■ **RECORDS SUPPLIED**:
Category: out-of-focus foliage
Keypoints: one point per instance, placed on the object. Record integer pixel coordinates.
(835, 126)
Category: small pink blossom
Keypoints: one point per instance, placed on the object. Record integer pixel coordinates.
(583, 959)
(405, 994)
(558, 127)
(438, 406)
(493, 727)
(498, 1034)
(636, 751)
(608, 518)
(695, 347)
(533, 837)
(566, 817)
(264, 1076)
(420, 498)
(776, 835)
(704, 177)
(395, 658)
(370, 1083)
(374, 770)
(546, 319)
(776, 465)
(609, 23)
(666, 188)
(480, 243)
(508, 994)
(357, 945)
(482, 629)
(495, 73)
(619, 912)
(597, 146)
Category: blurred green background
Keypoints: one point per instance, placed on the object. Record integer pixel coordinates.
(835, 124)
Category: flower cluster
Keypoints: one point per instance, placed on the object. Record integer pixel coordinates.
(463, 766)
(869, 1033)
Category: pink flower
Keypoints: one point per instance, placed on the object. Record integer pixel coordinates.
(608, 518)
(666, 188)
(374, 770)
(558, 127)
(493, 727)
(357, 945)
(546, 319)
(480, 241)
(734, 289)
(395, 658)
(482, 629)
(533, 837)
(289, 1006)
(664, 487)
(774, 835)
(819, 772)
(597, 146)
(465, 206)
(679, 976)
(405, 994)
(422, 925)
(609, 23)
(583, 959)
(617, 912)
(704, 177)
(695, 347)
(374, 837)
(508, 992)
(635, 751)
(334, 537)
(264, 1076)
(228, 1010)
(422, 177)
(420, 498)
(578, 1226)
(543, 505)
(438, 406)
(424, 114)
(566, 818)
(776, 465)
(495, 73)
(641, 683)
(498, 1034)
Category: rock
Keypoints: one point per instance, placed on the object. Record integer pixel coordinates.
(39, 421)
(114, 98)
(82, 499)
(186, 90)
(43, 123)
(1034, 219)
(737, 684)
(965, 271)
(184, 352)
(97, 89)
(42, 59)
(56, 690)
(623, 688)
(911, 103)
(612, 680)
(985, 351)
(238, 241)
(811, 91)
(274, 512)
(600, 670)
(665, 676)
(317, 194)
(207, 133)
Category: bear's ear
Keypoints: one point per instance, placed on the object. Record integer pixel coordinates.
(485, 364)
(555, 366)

■ **INSTRUCTIONS FOR THE TASK**: Rewrite all of the data above as a numbered list, one line per item, omitting any blank lines.

■ **COMPLETED TASK**:
1. Category: out-of-focus foliage
2. Keypoints: one point per instance, placed on the object. Record integer pixel coordinates.
3. (835, 126)
4. Category: small pink blossom
5. Keypoints: one point per instance, placed on the object. Record integer pixel coordinates.
6. (583, 959)
7. (405, 994)
8. (558, 127)
9. (438, 406)
10. (493, 727)
11. (498, 1034)
12. (636, 751)
13. (608, 518)
14. (695, 347)
15. (533, 837)
16. (566, 817)
17. (264, 1076)
18. (420, 498)
19. (776, 835)
20. (704, 177)
21. (395, 658)
22. (370, 1083)
23. (374, 770)
24. (546, 319)
25. (776, 465)
26. (609, 23)
27. (666, 188)
28. (480, 243)
29. (508, 994)
30. (357, 945)
31. (482, 629)
32. (495, 73)
33. (619, 912)
34. (597, 146)
35. Category: blurred green background
36. Keypoints: one point per instance, placed on the object. Record integer pixel coordinates.
37. (835, 124)
38. Category: flower cluster
39. Keypoints: one point per instance, placed on the object. Record integer pixel coordinates.
40. (463, 766)
41. (869, 1033)
42. Category: pink flower
43. Keypoints: one point per instance, placed on the object. Record integer pixel coordinates.
44. (608, 518)
45. (666, 188)
46. (374, 770)
47. (558, 127)
48. (493, 727)
49. (357, 945)
50. (546, 319)
51. (480, 241)
52. (734, 289)
53. (395, 658)
54. (482, 629)
55. (533, 837)
56. (289, 1006)
57. (664, 487)
58. (774, 835)
59. (819, 772)
60. (597, 146)
61. (465, 206)
62. (679, 976)
63. (405, 994)
64. (422, 925)
65. (609, 23)
66. (583, 959)
67. (617, 912)
68. (704, 177)
69. (695, 347)
70. (374, 837)
71. (508, 992)
72. (635, 751)
73. (334, 537)
74. (264, 1076)
75. (228, 1010)
76. (422, 177)
77. (420, 498)
78. (578, 1226)
79. (543, 505)
80. (438, 406)
81. (424, 114)
82. (566, 818)
83. (776, 465)
84. (495, 73)
85. (641, 683)
86. (498, 1034)
87. Category: rock
88. Keypoints: one point per instance, placed on the object. Record integer pixel coordinates.
89. (39, 421)
90. (114, 98)
91. (82, 499)
92. (186, 90)
93. (43, 123)
94. (1034, 219)
95. (737, 684)
96. (965, 271)
97. (184, 352)
98. (97, 89)
99. (42, 59)
100. (56, 690)
101. (623, 688)
102. (911, 103)
103. (612, 680)
104. (985, 351)
105. (238, 241)
106. (811, 91)
107. (274, 512)
108. (600, 670)
109. (665, 676)
110. (317, 194)
111. (207, 133)
112. Category: bear's ear
113. Keypoints: one point per instance, placed on the object. Record integer pixel coordinates.
114. (485, 364)
115. (555, 366)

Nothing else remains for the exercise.